■ TASK GOAL ■
Copy the records below word for word, starting at the line that contains "Report the position of each instance of the clock" and ending with the line that contains "[[22, 766], [628, 904]]", with both of those lines included.

------ ENTRIES PROVIDED ------

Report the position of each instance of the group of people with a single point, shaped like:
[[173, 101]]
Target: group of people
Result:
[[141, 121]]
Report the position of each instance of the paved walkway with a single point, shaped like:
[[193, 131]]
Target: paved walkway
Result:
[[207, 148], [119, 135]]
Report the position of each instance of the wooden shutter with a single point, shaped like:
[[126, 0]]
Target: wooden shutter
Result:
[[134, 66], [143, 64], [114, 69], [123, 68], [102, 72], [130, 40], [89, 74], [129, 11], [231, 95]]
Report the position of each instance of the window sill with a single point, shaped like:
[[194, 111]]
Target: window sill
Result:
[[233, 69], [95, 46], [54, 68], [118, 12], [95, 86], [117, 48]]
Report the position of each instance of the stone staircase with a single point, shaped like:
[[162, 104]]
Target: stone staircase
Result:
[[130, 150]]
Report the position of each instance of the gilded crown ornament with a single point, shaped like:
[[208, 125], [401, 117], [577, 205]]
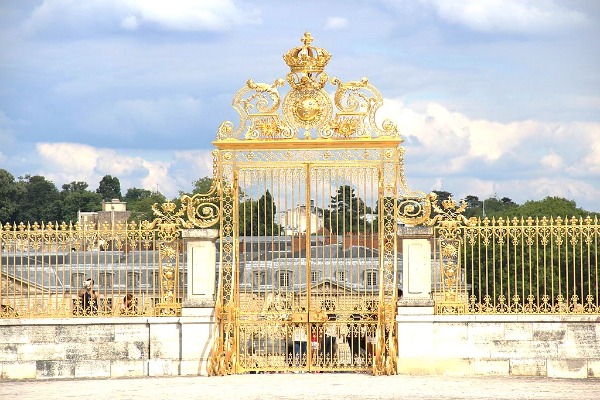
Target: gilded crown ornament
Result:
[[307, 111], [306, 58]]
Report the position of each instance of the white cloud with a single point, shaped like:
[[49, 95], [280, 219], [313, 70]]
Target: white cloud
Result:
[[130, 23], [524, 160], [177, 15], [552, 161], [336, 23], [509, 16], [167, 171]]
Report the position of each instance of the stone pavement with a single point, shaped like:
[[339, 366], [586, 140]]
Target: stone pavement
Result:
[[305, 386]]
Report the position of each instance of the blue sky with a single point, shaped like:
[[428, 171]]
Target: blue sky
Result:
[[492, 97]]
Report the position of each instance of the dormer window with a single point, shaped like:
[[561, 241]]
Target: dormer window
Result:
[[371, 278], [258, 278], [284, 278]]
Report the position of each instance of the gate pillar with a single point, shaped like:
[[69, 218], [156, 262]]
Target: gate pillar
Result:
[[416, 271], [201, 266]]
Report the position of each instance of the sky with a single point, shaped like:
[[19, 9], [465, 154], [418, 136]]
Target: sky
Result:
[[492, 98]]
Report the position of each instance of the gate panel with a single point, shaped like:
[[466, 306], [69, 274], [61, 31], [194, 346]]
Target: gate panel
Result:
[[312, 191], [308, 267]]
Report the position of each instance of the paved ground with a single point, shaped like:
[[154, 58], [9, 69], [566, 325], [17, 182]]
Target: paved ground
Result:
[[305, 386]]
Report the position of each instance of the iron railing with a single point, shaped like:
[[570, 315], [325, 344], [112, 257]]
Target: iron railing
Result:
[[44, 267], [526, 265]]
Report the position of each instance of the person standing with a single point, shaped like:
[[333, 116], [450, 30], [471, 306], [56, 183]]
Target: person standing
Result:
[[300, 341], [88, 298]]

------
------ ENTRIES PROVIDED ------

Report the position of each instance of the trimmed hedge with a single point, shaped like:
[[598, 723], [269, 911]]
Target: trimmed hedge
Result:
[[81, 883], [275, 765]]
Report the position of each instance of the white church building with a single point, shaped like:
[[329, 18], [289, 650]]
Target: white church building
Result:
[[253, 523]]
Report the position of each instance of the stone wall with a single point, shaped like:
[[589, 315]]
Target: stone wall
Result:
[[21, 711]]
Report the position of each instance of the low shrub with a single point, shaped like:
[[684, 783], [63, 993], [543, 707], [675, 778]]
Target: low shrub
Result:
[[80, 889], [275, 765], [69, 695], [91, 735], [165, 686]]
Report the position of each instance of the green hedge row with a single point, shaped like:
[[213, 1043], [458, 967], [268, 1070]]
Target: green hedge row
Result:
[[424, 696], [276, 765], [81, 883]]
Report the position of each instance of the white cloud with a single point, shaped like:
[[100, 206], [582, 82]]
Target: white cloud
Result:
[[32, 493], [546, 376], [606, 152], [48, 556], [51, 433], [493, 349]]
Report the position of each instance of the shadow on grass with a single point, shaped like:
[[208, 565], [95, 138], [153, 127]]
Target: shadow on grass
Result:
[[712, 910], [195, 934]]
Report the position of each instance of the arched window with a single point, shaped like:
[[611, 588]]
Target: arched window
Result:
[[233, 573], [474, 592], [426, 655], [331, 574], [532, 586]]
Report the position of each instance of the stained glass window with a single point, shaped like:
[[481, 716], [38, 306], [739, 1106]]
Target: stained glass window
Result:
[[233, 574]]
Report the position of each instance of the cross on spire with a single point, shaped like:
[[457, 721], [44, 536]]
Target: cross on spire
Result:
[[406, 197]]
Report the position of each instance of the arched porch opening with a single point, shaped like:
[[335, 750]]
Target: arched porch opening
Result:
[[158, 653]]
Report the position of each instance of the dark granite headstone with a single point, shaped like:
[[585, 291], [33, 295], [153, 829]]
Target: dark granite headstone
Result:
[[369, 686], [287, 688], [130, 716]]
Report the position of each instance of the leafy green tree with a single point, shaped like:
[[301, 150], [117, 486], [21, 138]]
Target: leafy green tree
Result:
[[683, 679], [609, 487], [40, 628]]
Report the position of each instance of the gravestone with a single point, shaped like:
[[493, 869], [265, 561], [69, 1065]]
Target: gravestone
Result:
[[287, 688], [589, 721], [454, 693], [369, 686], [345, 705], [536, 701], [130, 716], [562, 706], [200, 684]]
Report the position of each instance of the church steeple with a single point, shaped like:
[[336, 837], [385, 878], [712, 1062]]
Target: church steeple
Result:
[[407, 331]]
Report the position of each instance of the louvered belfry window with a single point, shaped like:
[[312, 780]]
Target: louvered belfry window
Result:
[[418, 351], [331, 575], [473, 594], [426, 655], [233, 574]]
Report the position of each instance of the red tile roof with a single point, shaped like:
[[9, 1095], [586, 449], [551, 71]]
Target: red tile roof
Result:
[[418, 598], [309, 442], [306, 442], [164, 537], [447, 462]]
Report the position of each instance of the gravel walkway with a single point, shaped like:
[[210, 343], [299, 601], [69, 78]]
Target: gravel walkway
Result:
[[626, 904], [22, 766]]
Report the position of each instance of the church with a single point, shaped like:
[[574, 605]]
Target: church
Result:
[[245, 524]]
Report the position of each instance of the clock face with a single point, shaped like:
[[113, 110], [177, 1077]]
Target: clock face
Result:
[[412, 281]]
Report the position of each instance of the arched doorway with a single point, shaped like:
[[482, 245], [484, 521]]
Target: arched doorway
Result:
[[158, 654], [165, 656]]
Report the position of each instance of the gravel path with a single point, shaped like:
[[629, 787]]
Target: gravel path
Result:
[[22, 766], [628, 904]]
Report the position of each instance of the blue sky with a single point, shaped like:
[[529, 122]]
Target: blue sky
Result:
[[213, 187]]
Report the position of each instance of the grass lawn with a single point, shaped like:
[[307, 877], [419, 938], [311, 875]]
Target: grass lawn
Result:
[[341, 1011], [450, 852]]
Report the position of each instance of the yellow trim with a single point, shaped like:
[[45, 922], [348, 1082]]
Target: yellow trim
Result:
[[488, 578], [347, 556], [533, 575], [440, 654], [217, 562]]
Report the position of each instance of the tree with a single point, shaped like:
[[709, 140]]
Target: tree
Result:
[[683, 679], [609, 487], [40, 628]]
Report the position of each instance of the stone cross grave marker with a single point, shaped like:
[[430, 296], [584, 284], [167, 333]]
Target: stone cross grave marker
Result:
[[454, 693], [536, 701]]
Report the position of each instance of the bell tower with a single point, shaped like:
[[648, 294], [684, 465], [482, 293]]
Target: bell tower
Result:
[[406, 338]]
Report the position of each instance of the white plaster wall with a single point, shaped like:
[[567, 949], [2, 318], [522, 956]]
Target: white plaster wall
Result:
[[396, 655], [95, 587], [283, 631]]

------
------ ENTRIES PROVIDED ------

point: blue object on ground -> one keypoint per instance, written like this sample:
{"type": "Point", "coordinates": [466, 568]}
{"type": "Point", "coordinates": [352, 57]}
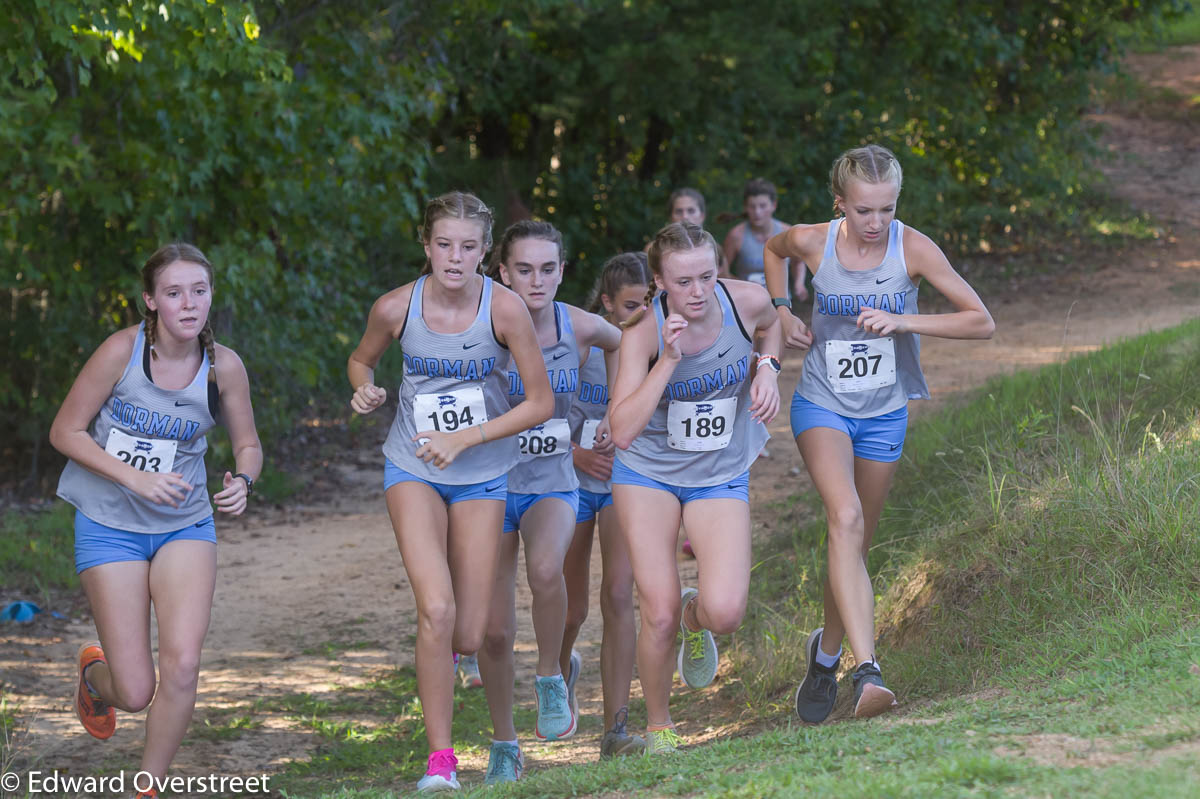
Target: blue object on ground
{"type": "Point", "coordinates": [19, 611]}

------

■ FULL OUTPUT ■
Report the position of each instance of the clock face with a single point, shaped like:
[[113, 110], [177, 1077]]
Target: clock face
Result:
[[412, 281]]
Report the position of each instance of the arched doorway with a single point, shaped like:
[[482, 245], [484, 521]]
Target: arched doorway
Result:
[[158, 654], [165, 656]]
Report the position of each instance of the gravel path with a single point, shaped like:
[[629, 787]]
Target: gravel path
Result:
[[22, 766], [628, 904]]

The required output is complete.